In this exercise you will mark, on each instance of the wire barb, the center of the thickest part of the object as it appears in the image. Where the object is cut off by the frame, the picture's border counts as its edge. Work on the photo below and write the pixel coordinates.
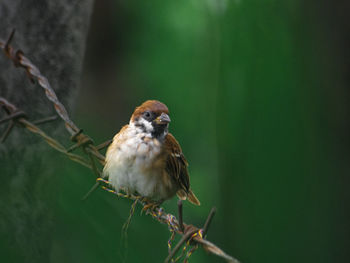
(190, 234)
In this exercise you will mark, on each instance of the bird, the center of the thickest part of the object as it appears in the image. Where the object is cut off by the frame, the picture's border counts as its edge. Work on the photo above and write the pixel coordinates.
(146, 160)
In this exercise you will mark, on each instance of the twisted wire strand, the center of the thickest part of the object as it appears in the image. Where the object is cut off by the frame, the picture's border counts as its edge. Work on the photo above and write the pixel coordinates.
(84, 141)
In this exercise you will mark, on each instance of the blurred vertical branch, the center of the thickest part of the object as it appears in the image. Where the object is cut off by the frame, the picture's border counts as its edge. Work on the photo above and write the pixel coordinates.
(56, 30)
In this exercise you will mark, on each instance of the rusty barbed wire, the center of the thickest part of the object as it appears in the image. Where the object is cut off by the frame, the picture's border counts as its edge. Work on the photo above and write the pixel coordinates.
(190, 234)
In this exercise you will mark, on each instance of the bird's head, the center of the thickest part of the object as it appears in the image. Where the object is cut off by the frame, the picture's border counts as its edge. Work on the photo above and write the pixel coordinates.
(152, 117)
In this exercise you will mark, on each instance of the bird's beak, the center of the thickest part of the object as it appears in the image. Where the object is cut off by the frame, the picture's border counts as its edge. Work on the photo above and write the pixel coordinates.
(163, 119)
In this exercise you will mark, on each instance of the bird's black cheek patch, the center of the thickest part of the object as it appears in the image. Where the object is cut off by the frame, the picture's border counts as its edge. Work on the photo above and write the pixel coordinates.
(159, 130)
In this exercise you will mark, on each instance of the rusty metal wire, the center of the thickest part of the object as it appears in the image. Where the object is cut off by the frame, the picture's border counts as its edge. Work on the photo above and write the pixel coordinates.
(190, 234)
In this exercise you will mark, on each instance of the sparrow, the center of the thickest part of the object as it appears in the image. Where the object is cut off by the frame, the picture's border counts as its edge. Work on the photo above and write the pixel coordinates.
(145, 159)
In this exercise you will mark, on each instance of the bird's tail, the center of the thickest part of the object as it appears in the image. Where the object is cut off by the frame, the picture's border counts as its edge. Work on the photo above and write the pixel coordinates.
(190, 195)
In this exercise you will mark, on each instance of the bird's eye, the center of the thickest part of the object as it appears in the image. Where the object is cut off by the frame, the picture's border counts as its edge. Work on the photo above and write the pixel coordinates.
(147, 114)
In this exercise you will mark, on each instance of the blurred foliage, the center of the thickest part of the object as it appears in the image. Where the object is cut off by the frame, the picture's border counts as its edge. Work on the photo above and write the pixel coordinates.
(245, 86)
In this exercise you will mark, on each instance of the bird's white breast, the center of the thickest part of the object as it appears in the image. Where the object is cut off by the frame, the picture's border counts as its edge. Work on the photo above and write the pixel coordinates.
(128, 160)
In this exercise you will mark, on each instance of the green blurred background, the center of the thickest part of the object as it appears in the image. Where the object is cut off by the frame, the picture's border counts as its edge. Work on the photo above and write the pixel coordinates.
(258, 97)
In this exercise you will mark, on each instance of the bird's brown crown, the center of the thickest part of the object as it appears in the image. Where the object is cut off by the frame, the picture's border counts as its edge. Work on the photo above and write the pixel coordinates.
(150, 105)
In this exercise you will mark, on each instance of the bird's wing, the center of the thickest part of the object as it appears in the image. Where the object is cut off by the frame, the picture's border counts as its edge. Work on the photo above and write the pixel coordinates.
(176, 164)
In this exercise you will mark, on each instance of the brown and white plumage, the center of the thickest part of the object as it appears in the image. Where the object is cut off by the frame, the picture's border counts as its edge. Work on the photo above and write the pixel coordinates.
(144, 158)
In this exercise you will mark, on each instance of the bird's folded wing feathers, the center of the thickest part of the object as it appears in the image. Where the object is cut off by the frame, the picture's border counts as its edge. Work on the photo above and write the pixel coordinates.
(176, 167)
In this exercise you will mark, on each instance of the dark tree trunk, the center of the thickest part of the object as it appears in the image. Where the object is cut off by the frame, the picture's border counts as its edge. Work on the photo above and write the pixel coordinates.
(52, 35)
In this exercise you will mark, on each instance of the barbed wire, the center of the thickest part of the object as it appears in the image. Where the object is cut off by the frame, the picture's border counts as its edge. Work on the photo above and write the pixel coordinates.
(191, 235)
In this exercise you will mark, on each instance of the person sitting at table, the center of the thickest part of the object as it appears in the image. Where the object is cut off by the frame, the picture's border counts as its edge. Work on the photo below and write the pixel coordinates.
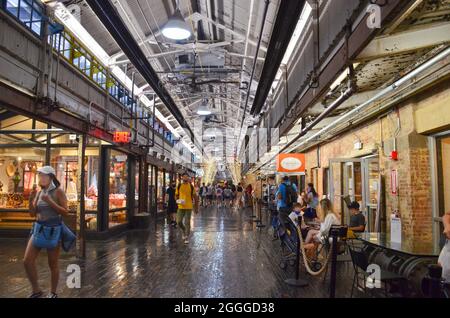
(444, 256)
(331, 218)
(357, 219)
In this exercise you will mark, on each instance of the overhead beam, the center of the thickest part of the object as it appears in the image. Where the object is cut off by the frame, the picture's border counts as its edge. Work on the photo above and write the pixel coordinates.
(357, 41)
(198, 17)
(287, 18)
(407, 41)
(112, 21)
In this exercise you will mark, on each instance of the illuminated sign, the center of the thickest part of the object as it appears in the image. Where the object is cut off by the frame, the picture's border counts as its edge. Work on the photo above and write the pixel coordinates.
(122, 137)
(291, 163)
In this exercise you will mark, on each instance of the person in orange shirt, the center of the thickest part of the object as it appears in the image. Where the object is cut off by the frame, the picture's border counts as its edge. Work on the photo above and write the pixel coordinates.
(187, 201)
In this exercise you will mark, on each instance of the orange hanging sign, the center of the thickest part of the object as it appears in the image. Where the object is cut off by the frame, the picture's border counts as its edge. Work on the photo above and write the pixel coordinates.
(122, 137)
(291, 163)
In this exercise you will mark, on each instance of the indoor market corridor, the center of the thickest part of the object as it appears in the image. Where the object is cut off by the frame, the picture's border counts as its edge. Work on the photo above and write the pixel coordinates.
(227, 257)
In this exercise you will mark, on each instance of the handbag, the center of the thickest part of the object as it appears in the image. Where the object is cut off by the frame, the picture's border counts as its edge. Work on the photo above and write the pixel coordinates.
(68, 238)
(44, 236)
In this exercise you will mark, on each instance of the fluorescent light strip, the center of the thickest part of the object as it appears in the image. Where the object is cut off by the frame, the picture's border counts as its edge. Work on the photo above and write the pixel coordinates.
(88, 41)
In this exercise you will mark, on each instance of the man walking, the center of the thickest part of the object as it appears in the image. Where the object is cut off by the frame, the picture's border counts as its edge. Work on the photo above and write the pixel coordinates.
(203, 191)
(187, 201)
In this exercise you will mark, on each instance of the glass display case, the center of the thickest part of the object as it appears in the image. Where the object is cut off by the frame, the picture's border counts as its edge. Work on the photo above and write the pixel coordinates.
(65, 162)
(152, 174)
(118, 187)
(18, 185)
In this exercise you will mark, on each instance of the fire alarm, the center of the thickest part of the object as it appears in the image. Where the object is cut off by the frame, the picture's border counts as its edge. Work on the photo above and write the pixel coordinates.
(394, 155)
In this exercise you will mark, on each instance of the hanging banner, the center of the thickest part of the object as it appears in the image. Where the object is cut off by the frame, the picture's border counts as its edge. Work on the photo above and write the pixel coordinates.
(291, 163)
(394, 182)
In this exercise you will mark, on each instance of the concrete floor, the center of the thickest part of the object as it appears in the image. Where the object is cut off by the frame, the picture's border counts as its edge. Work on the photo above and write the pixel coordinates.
(226, 257)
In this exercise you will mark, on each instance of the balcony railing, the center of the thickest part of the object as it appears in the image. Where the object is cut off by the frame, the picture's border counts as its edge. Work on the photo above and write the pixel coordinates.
(30, 13)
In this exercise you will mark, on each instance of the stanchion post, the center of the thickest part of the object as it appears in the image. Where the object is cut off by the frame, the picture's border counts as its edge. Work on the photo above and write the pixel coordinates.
(260, 222)
(297, 281)
(334, 237)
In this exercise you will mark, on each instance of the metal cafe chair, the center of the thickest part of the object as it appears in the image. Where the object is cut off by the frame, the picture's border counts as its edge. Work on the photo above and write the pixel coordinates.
(360, 265)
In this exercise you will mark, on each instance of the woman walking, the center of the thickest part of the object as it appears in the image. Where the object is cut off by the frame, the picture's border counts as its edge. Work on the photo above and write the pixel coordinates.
(172, 204)
(49, 205)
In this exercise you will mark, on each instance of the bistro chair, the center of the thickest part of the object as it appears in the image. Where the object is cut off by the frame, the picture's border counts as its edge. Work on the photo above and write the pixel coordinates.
(360, 265)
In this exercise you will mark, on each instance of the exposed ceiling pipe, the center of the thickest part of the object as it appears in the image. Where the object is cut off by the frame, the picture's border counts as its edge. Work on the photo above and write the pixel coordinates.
(110, 18)
(384, 92)
(287, 18)
(338, 102)
(410, 76)
(263, 24)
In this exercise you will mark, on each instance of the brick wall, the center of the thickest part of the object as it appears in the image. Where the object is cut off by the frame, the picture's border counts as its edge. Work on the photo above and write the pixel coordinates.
(414, 197)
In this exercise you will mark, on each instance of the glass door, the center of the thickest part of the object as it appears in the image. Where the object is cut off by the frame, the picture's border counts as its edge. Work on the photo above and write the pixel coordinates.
(345, 185)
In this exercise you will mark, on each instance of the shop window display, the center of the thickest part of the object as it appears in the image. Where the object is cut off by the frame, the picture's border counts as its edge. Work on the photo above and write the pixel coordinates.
(18, 183)
(136, 187)
(65, 162)
(118, 176)
(152, 187)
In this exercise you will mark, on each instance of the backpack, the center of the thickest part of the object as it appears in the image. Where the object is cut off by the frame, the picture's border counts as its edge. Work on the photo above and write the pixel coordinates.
(192, 190)
(291, 195)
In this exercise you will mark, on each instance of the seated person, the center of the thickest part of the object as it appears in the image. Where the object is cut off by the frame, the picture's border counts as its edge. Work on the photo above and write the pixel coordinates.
(357, 219)
(294, 216)
(331, 218)
(444, 257)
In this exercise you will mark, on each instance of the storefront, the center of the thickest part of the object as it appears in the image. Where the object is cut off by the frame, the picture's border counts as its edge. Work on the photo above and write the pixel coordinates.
(111, 176)
(160, 175)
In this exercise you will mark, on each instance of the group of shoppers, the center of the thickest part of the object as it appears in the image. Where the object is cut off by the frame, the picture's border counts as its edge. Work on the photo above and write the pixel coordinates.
(314, 229)
(221, 195)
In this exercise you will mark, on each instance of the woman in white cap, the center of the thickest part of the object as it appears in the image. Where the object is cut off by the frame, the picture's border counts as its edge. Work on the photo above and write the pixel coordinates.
(49, 205)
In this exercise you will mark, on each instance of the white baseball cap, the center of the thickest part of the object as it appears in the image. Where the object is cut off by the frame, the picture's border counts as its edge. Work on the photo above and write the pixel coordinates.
(47, 170)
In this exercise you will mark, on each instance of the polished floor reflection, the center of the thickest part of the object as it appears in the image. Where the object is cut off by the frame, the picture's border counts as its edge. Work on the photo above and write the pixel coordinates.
(227, 257)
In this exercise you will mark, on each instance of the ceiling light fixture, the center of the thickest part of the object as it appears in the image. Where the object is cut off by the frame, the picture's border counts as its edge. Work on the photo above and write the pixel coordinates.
(203, 109)
(176, 28)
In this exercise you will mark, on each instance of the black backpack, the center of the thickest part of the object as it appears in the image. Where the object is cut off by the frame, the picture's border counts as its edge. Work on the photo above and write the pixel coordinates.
(291, 195)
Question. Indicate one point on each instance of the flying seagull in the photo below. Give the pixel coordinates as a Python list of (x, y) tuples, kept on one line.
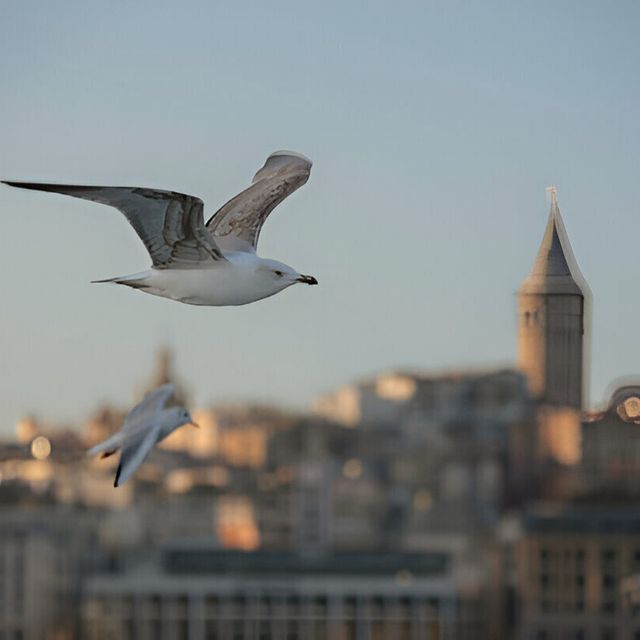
[(144, 426), (214, 264)]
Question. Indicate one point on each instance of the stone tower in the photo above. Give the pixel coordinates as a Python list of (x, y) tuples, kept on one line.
[(551, 314)]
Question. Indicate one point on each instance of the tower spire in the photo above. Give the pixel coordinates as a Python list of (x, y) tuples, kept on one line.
[(551, 317), (552, 190)]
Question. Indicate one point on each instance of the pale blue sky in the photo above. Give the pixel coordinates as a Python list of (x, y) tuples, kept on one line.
[(434, 130)]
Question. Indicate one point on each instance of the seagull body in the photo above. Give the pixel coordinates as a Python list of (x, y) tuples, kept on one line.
[(149, 422), (214, 264)]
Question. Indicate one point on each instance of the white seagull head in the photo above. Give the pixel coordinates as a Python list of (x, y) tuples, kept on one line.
[(278, 275), (175, 417)]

> _TASK GOAL_: Once you reach the line containing "Question. Indicate one point on each instance of the stone", output that line and each one after it exactly, ending with the final line of the listing and adding nothing else.

> _EXERCISE ANSWER_:
Question. Indicate one point on each instance of the stone tower in the photo above. Give the pixel coordinates as a Python list of (x, y) tuples, kept on one line.
[(551, 314)]
Question. Indicate one point on each instance of the tower spire in the photo above. Give the pixel coordinates as a Python list of (x, y) tuples, kept on one line.
[(551, 317), (552, 190)]
Question. Indicate one point on each instance of the pale blue sky in the photo above. Give the pixel coordinates as a Python list of (x, y) tuples, kept on one line.
[(434, 130)]
Question. Indicate one point on each instance of the seagull body in the photo above. Give the pixel coordinates as a Python list of (x, y) tuples, kept on one line.
[(149, 422), (214, 264)]
Question. Indicate one point on each instance of the white seagull head in the photo above. Give the pixel coordinates as a Python list of (x, y) tuples, kept on one line.
[(278, 275), (175, 417)]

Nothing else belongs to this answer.